### WRITTEN PROBLEM:
Could you rewrite the records below as a two-column CSV headed input and output, with one row per record that puts its text under input and its answer under output, each as a single quoted field with line breaks turned into spaces?

Segmentation annotation records:
** begin **
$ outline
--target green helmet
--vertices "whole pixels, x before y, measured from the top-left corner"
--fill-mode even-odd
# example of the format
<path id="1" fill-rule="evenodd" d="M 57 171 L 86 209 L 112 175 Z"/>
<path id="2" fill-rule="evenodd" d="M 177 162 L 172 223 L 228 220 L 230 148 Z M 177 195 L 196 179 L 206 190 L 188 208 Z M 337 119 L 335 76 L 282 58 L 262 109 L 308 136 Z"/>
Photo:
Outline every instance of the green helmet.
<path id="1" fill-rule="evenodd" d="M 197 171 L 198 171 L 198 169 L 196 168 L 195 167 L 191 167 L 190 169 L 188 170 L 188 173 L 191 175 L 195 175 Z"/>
** end **
### RESULT OF THE EXERCISE:
input,output
"$ outline --target green helmet --vertices ""whole pixels, x before y, measured from the top-left corner"" --fill-mode even-odd # example of the format <path id=""1"" fill-rule=""evenodd"" d=""M 57 171 L 86 209 L 112 175 Z""/> <path id=""2"" fill-rule=""evenodd"" d=""M 177 162 L 172 223 L 228 220 L 230 148 Z M 177 195 L 196 179 L 206 190 L 188 208 Z M 337 119 L 335 76 L 282 58 L 262 109 L 308 136 Z""/> Photo: Outline every instance of the green helmet.","<path id=""1"" fill-rule=""evenodd"" d=""M 197 171 L 198 171 L 198 169 L 196 168 L 195 167 L 191 167 L 190 169 L 188 170 L 188 173 L 191 175 L 195 175 Z""/>"